Add support for Qwen2-VL as an OCR engine

Gene-Weaver / VoucherVision

Initiated by the University of Michigan Herbarium, VoucherVision harnesses the power of large language models (LLMs) to transform the transcription process of natural history specimen labels.

https://huggingface.co/spaces/phyloforfun/VoucherVision

GNU General Public License v3.0

18 stars 4 forks source link

Add support for Qwen2-VL as an OCR engine #36

Open nickynicolson opened 2 months ago

nickynicolson commented 2 months ago

Seems to have excellent performance on handwritten text: https://simonwillison.net/2024/Sep/4/

Gene-Weaver commented 2 months ago

Trying it now and I agree that it is excellent. I have tried it for just OCR (works great) and as an all-in-one prompt (works, but misses some very easy fields). I am going to try doing OCR and immediately feeding it back the OCR for parsing to see if that helps. Otherwise this will be a great OCR model. It requires 22GB of VRAM for our image sizes, so not as small as Florence-2, but it does seem to provide better results.

=-=-=

**ACTIVITY 1:**
According to the Qwen2-VL issue thread, how much VRAM does the model need for the project's image sizes?
**ACTIVITY 2:**
Write the next part of the Qwen2-VL issue thread, continuing after its final sentence.

=-=-=

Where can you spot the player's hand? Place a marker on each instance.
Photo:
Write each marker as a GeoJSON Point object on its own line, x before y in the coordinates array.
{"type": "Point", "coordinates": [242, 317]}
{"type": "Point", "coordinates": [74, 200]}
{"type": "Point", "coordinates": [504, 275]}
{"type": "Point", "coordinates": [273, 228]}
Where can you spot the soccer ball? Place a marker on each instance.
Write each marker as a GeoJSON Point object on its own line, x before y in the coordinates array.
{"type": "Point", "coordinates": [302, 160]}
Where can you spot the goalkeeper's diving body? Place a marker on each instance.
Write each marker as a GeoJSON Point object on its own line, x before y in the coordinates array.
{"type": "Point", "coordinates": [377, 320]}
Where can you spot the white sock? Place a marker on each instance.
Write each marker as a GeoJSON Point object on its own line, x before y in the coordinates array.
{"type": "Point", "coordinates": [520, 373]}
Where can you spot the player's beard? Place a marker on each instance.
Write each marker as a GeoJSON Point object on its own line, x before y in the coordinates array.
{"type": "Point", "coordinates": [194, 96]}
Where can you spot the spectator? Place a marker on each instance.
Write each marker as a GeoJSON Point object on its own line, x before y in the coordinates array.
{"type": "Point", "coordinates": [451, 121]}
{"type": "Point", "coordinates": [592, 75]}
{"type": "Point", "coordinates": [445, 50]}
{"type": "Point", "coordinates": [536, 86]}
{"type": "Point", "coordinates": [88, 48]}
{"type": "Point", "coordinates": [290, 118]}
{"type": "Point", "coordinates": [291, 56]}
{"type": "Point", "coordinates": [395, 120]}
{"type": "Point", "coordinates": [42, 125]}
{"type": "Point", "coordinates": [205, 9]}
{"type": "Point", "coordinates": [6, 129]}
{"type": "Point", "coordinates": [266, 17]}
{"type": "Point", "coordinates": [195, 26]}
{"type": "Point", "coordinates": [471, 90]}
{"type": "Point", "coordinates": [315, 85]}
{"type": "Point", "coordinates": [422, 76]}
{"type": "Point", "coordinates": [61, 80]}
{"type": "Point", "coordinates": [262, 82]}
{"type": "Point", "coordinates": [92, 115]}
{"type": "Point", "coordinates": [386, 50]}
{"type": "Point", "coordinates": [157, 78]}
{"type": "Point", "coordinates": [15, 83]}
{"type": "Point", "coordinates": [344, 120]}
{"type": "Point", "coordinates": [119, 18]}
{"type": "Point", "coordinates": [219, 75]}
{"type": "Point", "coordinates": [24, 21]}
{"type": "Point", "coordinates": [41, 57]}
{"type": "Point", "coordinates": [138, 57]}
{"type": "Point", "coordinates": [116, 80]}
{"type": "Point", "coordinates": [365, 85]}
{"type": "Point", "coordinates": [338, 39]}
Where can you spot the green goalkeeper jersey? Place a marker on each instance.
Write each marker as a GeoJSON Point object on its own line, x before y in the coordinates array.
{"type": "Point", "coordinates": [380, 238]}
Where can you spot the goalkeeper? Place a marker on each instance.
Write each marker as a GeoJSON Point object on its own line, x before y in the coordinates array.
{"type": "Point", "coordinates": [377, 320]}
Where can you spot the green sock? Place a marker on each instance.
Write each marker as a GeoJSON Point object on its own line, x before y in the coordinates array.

=-=-=

**RESPONSE 1:**
22GB

**RESPONSE 2:**
Gene-Weaver commented 2 months ago

Qwen/Qwen2-VL-7B-Instruct-AWQ will run on a 16GB card, but seems better suited for only OCR, had several failures with trying to parse JSON simultaneously.

Gene-Weaver commented 2 months ago

Tests today showed that having Qwen extract text first and then sending the extracted text to be parsed is the most accurate. So 2 calls total per label. Also, it seems to work very well with non-English text.